# PROBLEM STATEMENT:
Pictures are not part of the copy; reproduce the remaining data exactly.

# DATA EXCERPTS:
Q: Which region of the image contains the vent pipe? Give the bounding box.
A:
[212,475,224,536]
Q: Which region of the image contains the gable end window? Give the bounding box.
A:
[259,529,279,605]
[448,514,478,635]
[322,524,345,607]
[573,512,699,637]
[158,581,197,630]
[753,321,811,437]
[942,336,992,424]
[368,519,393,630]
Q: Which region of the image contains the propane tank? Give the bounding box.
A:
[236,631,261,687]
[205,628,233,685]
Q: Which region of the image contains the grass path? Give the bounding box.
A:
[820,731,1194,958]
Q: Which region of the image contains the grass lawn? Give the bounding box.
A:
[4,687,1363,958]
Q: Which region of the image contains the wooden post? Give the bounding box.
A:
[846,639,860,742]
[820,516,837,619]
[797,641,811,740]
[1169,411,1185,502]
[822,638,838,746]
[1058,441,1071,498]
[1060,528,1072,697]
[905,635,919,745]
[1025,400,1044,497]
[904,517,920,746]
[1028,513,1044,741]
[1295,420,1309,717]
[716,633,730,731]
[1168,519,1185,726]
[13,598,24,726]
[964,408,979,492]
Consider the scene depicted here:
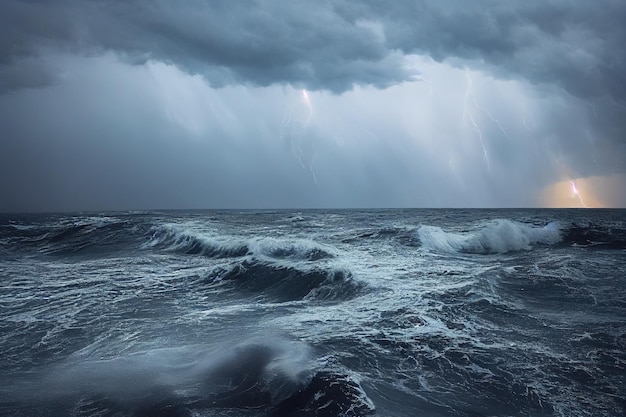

# WRITTEN SOLUTION:
Q: Which region of the image contains the vent pipe? Give the bounding box.
A:
[212,475,224,536]
Q: Which region of the image contains the gable end window? Give the bounding box.
A:
[259,529,279,605]
[448,514,478,635]
[322,524,345,607]
[573,512,699,637]
[158,581,197,630]
[753,321,811,437]
[942,336,992,424]
[368,519,393,630]
Q: Which region of the image contains the propane tank? Give the bounding box.
A:
[236,631,261,687]
[205,628,233,685]
Q: Which region of the image contains the grass path? Give the bounding box.
A:
[820,731,1194,958]
Q: Which region of the image contains the grass lawn? Give the bounding box.
A:
[4,687,1363,958]
Q: Which region of the image contains the wooden post? Give the bounding box.
A:
[846,639,860,742]
[820,516,837,619]
[797,641,811,740]
[1169,411,1185,502]
[822,638,838,746]
[1058,441,1071,498]
[1060,528,1072,697]
[905,635,919,745]
[1025,400,1044,497]
[904,517,920,746]
[1028,513,1044,741]
[1295,420,1309,717]
[716,633,730,731]
[1168,519,1185,726]
[13,598,24,726]
[964,408,979,492]
Consider the scene depicted here:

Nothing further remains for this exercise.